Recast every line of the records below as a Markdown table with two columns, Row and Record line, numbering the rows and omitting blank lines. Leave the pictures out of the answer.

▶ _Point annotation records_
--- Begin ---
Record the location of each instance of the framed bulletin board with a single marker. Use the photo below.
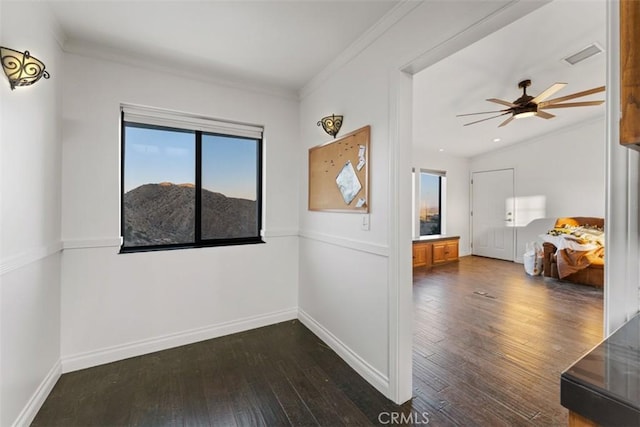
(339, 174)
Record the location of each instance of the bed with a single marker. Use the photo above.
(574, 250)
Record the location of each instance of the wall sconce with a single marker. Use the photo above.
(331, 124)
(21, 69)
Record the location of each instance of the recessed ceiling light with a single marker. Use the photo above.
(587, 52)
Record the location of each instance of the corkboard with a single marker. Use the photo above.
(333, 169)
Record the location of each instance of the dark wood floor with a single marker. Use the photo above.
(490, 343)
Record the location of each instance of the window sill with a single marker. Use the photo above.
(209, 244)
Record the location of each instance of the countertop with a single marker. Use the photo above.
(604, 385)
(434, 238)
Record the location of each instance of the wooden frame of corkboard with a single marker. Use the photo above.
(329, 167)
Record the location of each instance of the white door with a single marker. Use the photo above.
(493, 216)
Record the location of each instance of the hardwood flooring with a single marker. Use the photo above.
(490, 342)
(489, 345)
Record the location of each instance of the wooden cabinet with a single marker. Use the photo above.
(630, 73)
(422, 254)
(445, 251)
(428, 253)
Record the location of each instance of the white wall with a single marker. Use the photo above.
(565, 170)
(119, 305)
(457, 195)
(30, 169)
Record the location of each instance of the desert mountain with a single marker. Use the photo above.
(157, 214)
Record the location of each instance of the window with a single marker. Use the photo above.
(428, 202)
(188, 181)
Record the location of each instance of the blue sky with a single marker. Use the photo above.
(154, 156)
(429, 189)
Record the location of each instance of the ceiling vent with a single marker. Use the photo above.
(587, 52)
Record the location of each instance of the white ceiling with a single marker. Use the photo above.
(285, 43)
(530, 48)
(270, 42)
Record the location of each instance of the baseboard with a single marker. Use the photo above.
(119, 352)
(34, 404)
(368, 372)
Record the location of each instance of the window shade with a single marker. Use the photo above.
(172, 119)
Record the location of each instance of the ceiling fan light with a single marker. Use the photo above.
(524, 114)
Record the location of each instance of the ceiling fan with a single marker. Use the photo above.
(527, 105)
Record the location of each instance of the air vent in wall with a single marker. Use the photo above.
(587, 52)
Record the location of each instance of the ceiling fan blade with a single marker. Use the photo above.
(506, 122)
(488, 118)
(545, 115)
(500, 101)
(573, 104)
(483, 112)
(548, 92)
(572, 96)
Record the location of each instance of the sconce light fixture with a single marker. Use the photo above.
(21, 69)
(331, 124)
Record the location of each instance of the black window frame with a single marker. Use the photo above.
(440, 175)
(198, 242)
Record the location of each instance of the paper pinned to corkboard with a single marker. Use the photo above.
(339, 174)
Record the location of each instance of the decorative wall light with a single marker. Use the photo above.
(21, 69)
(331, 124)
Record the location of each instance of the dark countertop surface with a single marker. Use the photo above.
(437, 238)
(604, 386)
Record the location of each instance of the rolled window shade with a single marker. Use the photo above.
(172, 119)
--- End ---
▶ _Task output_
| Row | Record line |
|---|---|
| 1 | Record the location of each instance of the framed bulletin board with a single marker. Use the photo below. |
| 2 | (339, 174) |
| 3 | Record the location of each instance of the bed with a single marker. Use the photo above. |
| 4 | (574, 250) |
| 5 | Record the location of each instance of the wall sconce with a single marker. Use the photo above. |
| 6 | (331, 124) |
| 7 | (21, 69) |
| 8 | Record the location of each instance of the recessed ceiling light with a single marker. Use the photo above. |
| 9 | (587, 52) |
| 10 | Record the location of each instance of the corkboard with a single marker. Use the photo above. |
| 11 | (333, 169) |
| 12 | Record the location of each instance of the dark wood floor with a single marker. Use the photo above. |
| 13 | (490, 343) |
| 14 | Record the location of each instance of the window sill with a single marker. Use the photo above. |
| 15 | (209, 244) |
| 16 | Record the location of each instance of the countertop with a single marker. Use the photo above. |
| 17 | (604, 385) |
| 18 | (434, 238) |
| 19 | Record the location of each instance of the wooden frame of corkboard with a single marker. Use the photo above. |
| 20 | (329, 167) |
| 21 | Record the location of each instance of the white door with a single marker. Use the photo above. |
| 22 | (493, 216) |
| 23 | Record the location of each instance of the hardwood flooring with a single marker. Use the photo above. |
| 24 | (490, 342) |
| 25 | (489, 345) |
| 26 | Record the location of each instance of the wooden cabinet with a single marker. Use the photo above. |
| 27 | (630, 73) |
| 28 | (422, 254) |
| 29 | (445, 251) |
| 30 | (428, 253) |
| 31 | Record the location of each instance of the white wall with a single marker. Use the photo above. |
| 32 | (565, 170) |
| 33 | (119, 305) |
| 34 | (457, 195) |
| 35 | (30, 169) |
| 36 | Record the location of each instance of the desert mountain with a single marker. Use the photo above. |
| 37 | (157, 214) |
| 38 | Record the location of each instance of the window with a single marker. Use the photo above. |
| 39 | (428, 202) |
| 40 | (188, 181) |
| 41 | Record the location of each instance of the blue sky with a single marker. Use the photo above. |
| 42 | (154, 156) |
| 43 | (429, 189) |
| 44 | Record the location of each instance of the ceiling vent with a single marker. Use the photo above. |
| 45 | (587, 52) |
| 46 | Record the location of each instance of the white ceiling with a single marker. Use the photo above. |
| 47 | (285, 43) |
| 48 | (530, 48) |
| 49 | (270, 42) |
| 50 | Record the location of each instance of the baseboard with a single marker. Use the photo above. |
| 51 | (119, 352) |
| 52 | (34, 404) |
| 53 | (368, 372) |
| 54 | Record the location of each instance of the window shade with a single marker. Use the photo above. |
| 55 | (172, 119) |
| 56 | Record the location of each instance of the ceiling fan light with a single marker. Use the photo above. |
| 57 | (524, 114) |
| 58 | Record the location of each instance of the ceiling fan with a single marker. Use the photo above. |
| 59 | (527, 105) |
| 60 | Record the location of each instance of the air vent in wall with a single marker. Use the photo above. |
| 61 | (587, 52) |
| 62 | Record the location of each instance of the ceiling fan blade with a single marker. Use the photo above. |
| 63 | (506, 122) |
| 64 | (488, 118) |
| 65 | (545, 115) |
| 66 | (500, 101) |
| 67 | (573, 104) |
| 68 | (483, 112) |
| 69 | (548, 92) |
| 70 | (572, 96) |
| 71 | Record the location of each instance of the sconce light fixture with a single marker. Use the photo above. |
| 72 | (21, 69) |
| 73 | (331, 124) |
| 74 | Record the location of each instance of the black window frame with a single marker. Use the photo above. |
| 75 | (440, 175) |
| 76 | (198, 242) |
| 77 | Record the location of each instance of the paper pinned to corkboard with a single marker. Use the photo above. |
| 78 | (339, 174) |
| 79 | Record the location of each instance of the decorative wall light with a single marker. Use the photo above. |
| 80 | (21, 69) |
| 81 | (331, 124) |
| 82 | Record the location of each instance of the dark countertop surface with a single marker. Use the photo above. |
| 83 | (437, 238) |
| 84 | (604, 386) |
| 85 | Record the location of each instance of the rolled window shade with a single marker. Use the photo above. |
| 86 | (172, 119) |